→ **Data extract**

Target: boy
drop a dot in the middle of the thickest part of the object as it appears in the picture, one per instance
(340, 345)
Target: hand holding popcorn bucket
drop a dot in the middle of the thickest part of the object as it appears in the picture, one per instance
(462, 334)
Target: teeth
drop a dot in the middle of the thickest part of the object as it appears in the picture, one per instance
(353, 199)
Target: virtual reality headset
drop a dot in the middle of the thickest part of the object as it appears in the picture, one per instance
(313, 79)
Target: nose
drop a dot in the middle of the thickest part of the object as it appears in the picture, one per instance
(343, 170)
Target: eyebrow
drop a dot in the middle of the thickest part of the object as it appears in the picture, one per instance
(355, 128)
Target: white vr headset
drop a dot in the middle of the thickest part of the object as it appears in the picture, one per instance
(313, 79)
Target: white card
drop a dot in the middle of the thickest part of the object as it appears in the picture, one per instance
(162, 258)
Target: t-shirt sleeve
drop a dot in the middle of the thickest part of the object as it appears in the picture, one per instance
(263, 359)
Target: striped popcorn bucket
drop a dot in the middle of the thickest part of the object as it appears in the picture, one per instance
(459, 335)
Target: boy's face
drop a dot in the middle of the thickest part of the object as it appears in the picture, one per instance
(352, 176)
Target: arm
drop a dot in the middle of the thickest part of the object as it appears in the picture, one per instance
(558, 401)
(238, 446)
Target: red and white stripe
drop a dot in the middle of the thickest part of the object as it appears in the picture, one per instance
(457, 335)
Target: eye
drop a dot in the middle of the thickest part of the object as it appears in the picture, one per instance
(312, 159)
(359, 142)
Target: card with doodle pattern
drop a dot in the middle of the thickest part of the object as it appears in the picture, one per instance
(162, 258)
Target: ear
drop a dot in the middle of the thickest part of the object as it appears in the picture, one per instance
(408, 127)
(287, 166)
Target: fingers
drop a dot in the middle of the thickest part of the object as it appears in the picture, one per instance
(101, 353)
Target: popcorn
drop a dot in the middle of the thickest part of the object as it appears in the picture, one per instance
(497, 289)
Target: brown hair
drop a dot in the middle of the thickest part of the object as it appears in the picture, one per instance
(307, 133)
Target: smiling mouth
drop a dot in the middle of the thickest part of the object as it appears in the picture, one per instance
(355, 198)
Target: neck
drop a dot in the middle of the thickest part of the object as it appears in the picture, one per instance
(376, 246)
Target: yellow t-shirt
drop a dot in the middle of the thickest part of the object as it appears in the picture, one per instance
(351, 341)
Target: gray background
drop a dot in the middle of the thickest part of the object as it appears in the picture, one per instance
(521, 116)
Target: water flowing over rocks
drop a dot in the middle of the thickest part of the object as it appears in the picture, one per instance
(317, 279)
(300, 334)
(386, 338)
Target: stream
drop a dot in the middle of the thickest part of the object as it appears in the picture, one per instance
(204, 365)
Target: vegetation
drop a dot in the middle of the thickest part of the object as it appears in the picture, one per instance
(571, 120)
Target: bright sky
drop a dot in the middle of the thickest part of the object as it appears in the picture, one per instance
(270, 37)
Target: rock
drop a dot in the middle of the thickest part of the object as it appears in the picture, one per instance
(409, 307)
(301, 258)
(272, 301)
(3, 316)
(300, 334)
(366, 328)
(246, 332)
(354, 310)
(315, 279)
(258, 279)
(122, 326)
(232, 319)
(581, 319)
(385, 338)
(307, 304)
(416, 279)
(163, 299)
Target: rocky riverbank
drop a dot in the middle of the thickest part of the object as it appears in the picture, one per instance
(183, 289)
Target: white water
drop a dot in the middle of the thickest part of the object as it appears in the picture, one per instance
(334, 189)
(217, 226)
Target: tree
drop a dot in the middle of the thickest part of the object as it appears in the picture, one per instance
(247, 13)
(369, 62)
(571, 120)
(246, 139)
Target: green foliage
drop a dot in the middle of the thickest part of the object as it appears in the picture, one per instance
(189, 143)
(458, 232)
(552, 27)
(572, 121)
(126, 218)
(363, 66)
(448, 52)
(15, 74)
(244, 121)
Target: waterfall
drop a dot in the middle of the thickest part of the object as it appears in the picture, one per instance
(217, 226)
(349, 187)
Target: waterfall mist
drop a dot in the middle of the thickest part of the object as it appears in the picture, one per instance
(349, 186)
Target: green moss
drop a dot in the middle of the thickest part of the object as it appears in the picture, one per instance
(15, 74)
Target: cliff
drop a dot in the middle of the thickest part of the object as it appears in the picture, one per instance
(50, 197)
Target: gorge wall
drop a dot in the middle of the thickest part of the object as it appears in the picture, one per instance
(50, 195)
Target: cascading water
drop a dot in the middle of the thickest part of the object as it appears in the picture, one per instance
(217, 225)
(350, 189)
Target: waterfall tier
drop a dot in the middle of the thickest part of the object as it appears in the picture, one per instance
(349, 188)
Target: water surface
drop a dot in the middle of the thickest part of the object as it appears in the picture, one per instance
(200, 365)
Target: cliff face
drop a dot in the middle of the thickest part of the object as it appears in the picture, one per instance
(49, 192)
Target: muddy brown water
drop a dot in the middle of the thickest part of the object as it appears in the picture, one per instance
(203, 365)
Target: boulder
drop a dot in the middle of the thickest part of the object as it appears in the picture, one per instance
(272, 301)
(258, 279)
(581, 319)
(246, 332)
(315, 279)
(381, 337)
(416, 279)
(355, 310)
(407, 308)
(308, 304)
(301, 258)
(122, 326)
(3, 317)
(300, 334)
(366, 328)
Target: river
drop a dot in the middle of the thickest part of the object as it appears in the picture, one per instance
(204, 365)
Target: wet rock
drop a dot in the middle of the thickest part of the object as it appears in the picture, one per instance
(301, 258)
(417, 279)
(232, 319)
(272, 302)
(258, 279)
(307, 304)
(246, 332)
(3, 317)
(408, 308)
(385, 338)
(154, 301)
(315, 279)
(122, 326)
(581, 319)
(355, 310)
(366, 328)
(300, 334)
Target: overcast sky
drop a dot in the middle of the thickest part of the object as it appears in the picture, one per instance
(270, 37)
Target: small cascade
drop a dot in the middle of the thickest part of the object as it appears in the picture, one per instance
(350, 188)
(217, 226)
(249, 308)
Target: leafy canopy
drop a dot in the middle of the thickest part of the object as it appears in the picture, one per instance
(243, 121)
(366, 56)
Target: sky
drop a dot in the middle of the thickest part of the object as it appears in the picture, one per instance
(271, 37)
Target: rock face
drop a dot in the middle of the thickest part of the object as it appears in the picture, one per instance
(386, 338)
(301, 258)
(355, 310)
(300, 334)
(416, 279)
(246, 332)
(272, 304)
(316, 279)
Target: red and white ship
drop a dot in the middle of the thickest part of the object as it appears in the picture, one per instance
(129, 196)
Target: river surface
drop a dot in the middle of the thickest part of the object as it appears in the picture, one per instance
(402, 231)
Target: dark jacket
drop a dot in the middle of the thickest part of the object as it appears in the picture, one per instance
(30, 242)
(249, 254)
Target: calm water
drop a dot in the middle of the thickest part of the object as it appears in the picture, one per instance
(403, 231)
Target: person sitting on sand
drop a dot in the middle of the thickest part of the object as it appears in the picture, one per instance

→ **What the exercise asks**
Once you reach the line containing "Target: red and white stripe", include it and stop; until then, reproduce each line of the listing from its start exactly.

→ **Answer to this problem**
Target: boy
drop a dot in the middle of the thickest part of the object as it appears in the picture, one per instance
(340, 345)
Target: hand holding popcorn bucket
drop a dot in the middle of the thickest part of the object as it appears in the picture, one per instance
(462, 334)
Target: teeth
drop a dot in the middle of the thickest part of the object as it appears in the picture, one per instance
(353, 199)
Target: virtual reality headset
drop a dot in the middle of the thickest part of the object as it appears in the picture, one per instance
(313, 79)
Target: nose
drop a dot in the middle of the thickest part of the object as it appears in the picture, one per instance
(343, 170)
Target: eyebrow
drop a dot in the middle of the thickest part of the object as it appears in the picture, one per instance
(355, 128)
Target: white vr headset
drop a dot in the middle of the thickest part of the object as it appears in the picture, one per instance
(313, 79)
Target: white card
drop a dot in the middle of the thickest part of the object as it appears in the picture, one per instance
(162, 258)
Target: t-shirt sleeve
drop a dot in the middle of the thickest part of the object as it appears in the picture, one per instance
(263, 359)
Target: striped popcorn bucket
drop a dot in the middle of the thickest part of the object as it appears in the picture, one per instance
(459, 335)
Target: boy's face
drop a dot in the middle of the thickest part of the object as it appears in the picture, one per instance
(352, 176)
Target: arm
drop a dot in the middle of the thickest part of the object as it appears in the picture, one per instance
(558, 401)
(238, 446)
Target: red and white stripe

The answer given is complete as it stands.